• _Document extract_
----------------

An aesthetics of nihilism is one that appreciates the “long waste of strength, the pain of ‘futility’, uncertainty, the lack of opportunity to recover in some way, or to attain to a state of peace concerning anything — shame in one’s own presence, as if one had cheated oneself too long…” (WtP, page 12). The goal of all expectation is that something be attained: what is the return on investment? Are you excited? What are you excited about? The nihilistic appreciates that even with a return, nothing is attained. Pure waste, but of degrees.

Like a future threat governing the present through technics and an apparatus of ‘risk’ [7. See Brian Massumi’s Future Birth of the Affective Fact], the relations of the present to the future pass through various systems of expectation. The future is anchored in the present through affect. How we feel about the future. ‘Hype’ does not simply bestow meaning upon some expected innovation, but on the innovators of expectations, and an entire apparatus of valorisation (‘optics’, targeting entire populations targeting ‘achievements’; now crowdsourced ‘likes’) through the felt-tendency expectedly shared through expectation with others. Are you excited? What are you excited about? You are already targeting the present under remote control from the future: celebrate the autoaffection of drones!

----------------

• _Given task a_
Print the stretch of the passage on nihilism and expectation from "An aesthetics of" through "but of degrees.", reproducing it verbatim.

• _Records shown_
----------------

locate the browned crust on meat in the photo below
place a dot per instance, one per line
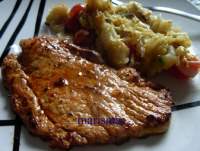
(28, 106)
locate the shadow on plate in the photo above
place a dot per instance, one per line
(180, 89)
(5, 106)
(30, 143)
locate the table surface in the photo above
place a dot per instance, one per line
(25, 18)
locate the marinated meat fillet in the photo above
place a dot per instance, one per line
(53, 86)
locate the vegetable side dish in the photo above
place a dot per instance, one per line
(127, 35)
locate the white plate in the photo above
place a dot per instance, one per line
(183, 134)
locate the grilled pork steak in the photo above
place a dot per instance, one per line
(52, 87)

----------------

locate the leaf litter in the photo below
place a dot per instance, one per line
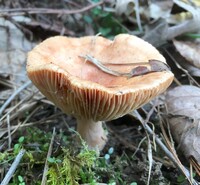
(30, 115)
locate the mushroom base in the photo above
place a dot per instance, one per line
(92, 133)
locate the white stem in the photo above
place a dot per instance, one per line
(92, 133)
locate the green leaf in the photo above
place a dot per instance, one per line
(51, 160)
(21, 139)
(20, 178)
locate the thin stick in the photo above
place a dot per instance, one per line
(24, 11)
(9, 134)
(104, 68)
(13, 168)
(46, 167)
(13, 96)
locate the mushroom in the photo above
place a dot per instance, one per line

----------------

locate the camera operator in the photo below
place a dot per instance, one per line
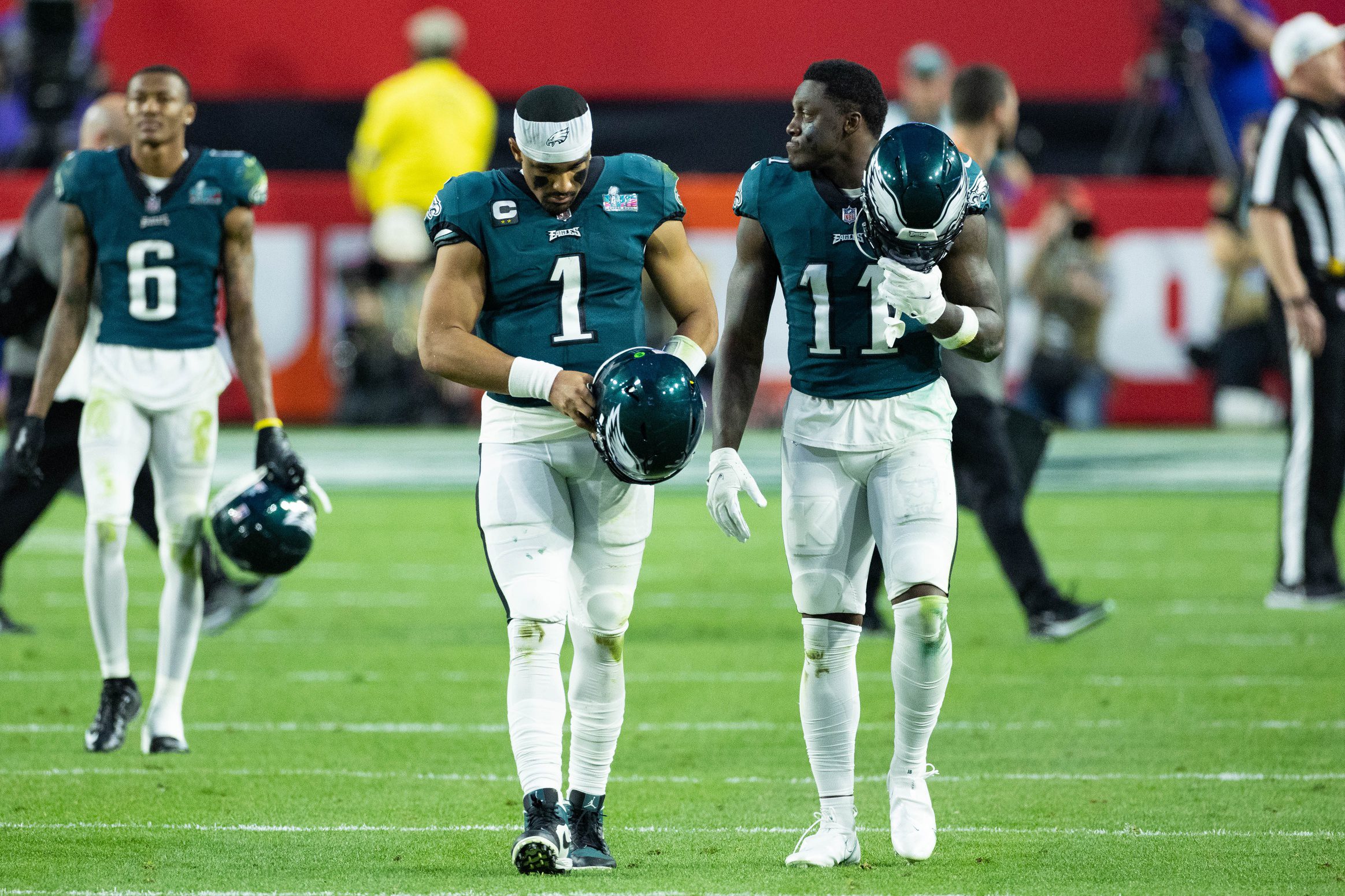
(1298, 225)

----------------

• _Given task b_
Select every line of the records that contains the word "meat", treating uppercase and lowercase as distinct.

• _Right answer a_
An aesthetics of nihilism is one that appreciates the “long waste of strength, the pain of ‘futility’, uncertainty, the lack of opportunity to recover in some way, or to attain to a state of peace concerning anything — shame in one’s own presence, as if one had cheated oneself too long…” (WtP, page 12). The goal of all expectation is that something be attained: what is the return on investment? Are you excited? What are you excited about? The nihilistic appreciates that even with a return, nothing is attained. Pure waste, but of degrees.

• _Right answer b_
locate the browned crust on meat in the photo below
locate the marinated meat fillet in the photo above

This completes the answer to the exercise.